* Activity:
Copy the lines below character for character, beginning at the line that contains "Each <instance> block" and ending after the line that contains "19L299 39L351 31L361".

* Raw data:
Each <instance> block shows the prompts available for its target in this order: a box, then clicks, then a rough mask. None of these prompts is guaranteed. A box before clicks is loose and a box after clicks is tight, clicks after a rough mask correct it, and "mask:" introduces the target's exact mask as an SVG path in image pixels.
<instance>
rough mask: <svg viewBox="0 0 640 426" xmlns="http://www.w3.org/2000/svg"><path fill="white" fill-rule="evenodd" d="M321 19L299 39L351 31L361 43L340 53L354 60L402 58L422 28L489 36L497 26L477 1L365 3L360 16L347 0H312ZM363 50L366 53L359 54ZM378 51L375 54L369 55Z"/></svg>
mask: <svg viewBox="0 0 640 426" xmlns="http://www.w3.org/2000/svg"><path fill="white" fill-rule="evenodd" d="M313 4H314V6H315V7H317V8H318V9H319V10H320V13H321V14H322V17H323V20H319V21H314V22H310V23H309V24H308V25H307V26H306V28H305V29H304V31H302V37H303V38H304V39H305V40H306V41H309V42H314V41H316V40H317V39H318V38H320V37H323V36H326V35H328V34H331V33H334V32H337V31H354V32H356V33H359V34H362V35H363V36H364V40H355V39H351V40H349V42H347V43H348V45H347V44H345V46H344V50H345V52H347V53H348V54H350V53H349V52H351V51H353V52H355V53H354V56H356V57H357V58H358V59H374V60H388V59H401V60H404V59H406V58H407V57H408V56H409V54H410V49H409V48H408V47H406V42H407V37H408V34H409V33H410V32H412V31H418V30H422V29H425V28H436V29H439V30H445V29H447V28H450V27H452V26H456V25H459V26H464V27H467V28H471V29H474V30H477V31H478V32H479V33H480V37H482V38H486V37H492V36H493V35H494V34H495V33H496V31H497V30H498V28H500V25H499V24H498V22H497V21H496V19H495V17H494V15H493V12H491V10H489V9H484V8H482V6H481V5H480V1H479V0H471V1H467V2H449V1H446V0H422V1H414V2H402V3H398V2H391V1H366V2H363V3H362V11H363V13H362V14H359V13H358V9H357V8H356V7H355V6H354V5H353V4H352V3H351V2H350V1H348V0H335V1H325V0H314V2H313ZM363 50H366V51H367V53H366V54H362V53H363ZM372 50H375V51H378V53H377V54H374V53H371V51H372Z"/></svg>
==
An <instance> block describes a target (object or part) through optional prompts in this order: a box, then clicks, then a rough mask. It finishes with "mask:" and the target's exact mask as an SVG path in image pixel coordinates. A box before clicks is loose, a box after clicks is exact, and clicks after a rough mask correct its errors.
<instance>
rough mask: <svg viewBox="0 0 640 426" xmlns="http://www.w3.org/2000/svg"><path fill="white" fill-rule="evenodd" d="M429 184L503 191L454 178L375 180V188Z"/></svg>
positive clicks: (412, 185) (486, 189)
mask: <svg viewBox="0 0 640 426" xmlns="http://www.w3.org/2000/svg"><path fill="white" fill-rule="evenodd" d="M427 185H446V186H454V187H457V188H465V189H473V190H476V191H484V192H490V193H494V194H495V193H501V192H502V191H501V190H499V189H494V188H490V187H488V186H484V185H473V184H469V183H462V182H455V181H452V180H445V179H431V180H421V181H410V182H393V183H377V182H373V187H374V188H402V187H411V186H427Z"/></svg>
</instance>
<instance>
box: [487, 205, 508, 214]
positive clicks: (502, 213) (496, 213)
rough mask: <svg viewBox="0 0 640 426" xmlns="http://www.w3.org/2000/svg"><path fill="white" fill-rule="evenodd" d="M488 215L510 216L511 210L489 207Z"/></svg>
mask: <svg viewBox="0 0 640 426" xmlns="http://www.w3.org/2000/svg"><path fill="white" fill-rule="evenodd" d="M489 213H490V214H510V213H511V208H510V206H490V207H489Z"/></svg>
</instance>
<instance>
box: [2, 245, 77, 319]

* Task solution:
Each <instance> block shows the prompts available for its target in this order: a box, then clicks, then a rough mask. None of these prompts is guaranteed. A box before clicks is loose and a box after clicks is tight, clicks after a rough mask correct it, and "mask:" introduces the target's exact mask as an SVG path in image pixels.
<instance>
rough mask: <svg viewBox="0 0 640 426" xmlns="http://www.w3.org/2000/svg"><path fill="white" fill-rule="evenodd" d="M321 19L299 39L351 31L361 43L340 53L354 60L402 58L422 28L489 36L497 26L477 1L365 3L360 16L347 0H312ZM363 50L366 53L359 54ZM378 51L375 54L369 55Z"/></svg>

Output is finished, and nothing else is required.